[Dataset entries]
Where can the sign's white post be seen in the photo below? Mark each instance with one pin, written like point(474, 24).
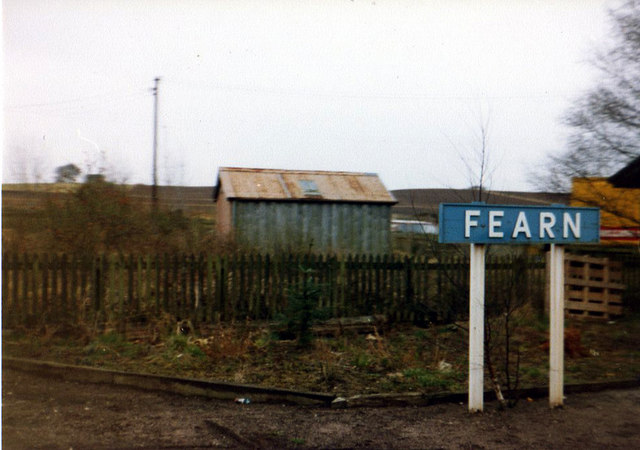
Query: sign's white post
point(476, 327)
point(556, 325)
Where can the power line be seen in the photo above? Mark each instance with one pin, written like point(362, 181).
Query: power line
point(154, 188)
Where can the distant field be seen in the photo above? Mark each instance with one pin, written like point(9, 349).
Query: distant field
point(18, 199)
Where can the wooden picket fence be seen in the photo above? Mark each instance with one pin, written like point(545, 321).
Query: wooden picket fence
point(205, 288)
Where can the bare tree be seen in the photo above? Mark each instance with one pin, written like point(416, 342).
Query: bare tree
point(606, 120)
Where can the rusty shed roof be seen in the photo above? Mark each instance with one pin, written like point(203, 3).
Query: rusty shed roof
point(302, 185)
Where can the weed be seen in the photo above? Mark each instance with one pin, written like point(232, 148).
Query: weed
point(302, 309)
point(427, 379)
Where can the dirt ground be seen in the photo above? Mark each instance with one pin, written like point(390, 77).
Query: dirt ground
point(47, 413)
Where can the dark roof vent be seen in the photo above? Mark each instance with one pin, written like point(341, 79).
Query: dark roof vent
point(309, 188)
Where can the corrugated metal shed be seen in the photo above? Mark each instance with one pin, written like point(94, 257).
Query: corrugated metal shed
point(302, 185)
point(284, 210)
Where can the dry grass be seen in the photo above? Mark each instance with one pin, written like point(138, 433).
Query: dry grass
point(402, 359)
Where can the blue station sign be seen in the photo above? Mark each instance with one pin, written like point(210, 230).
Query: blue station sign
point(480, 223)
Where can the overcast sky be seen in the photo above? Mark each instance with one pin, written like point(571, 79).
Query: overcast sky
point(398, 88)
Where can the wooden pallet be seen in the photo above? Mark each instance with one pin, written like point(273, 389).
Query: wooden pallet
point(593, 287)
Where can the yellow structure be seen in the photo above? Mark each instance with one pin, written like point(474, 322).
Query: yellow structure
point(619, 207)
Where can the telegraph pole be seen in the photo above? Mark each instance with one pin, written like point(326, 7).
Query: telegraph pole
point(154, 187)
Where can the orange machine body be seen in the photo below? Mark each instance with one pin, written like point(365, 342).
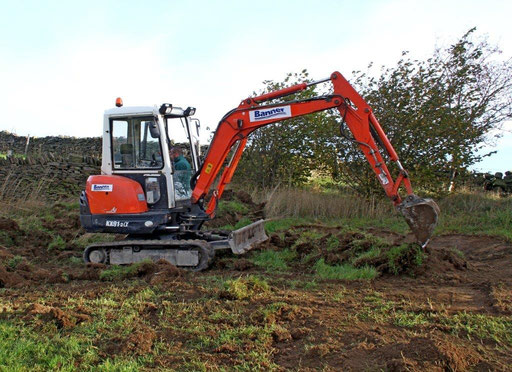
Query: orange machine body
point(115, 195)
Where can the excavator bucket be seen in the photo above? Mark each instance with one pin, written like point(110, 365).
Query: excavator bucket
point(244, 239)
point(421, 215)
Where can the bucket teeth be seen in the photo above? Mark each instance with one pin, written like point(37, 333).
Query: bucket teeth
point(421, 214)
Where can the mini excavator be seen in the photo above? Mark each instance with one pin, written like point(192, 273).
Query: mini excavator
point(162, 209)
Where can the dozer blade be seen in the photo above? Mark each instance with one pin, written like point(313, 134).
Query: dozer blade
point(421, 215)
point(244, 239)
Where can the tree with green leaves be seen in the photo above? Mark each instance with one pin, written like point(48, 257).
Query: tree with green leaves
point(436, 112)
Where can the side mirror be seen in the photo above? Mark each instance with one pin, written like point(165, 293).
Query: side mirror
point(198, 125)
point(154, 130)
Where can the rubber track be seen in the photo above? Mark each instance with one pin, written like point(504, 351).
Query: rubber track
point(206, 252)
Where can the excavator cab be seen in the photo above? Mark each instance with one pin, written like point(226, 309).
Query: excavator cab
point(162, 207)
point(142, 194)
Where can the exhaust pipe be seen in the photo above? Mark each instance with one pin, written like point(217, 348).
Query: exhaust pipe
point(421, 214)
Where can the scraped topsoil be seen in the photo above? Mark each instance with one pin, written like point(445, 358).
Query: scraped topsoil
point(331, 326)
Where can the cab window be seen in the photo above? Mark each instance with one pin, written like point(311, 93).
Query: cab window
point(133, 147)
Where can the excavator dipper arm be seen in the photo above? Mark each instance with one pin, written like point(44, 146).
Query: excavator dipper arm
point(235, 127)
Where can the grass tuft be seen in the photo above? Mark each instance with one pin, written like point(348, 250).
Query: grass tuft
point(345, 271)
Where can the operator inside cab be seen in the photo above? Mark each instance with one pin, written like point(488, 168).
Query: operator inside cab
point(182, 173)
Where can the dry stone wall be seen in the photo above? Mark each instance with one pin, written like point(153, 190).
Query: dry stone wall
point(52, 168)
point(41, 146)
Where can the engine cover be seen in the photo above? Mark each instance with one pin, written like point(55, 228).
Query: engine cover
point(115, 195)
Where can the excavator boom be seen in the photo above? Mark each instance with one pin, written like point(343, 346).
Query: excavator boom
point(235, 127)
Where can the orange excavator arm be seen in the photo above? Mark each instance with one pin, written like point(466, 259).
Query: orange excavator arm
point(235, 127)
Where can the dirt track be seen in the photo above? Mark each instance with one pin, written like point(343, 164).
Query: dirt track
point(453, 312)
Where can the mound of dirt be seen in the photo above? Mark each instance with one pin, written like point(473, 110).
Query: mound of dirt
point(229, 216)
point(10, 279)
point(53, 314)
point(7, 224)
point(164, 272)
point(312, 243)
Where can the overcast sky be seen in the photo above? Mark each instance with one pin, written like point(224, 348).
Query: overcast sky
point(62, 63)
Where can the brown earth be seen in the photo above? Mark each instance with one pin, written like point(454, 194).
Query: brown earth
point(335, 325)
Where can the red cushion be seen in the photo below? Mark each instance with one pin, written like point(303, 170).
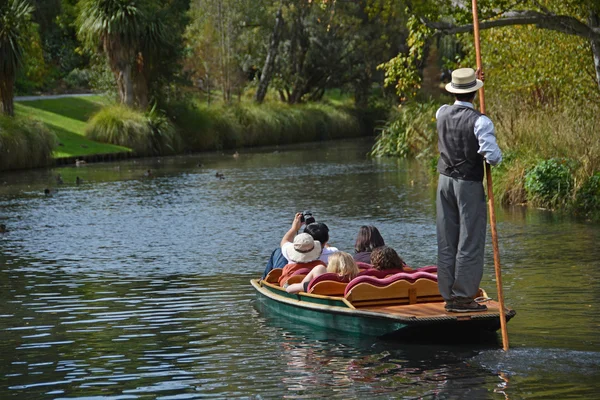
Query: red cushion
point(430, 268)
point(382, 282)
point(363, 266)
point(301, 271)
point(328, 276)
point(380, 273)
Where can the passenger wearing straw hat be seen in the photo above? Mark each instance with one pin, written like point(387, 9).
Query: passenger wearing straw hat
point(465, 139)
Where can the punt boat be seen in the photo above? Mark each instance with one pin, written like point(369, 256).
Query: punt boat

Task objective »
Copy out the lines of the data where the word "punt" can be found.

Expected answer »
Where can the punt boat be seen in the photo above? Mark each instance with one pin, written like point(369, 256).
Query: punt boat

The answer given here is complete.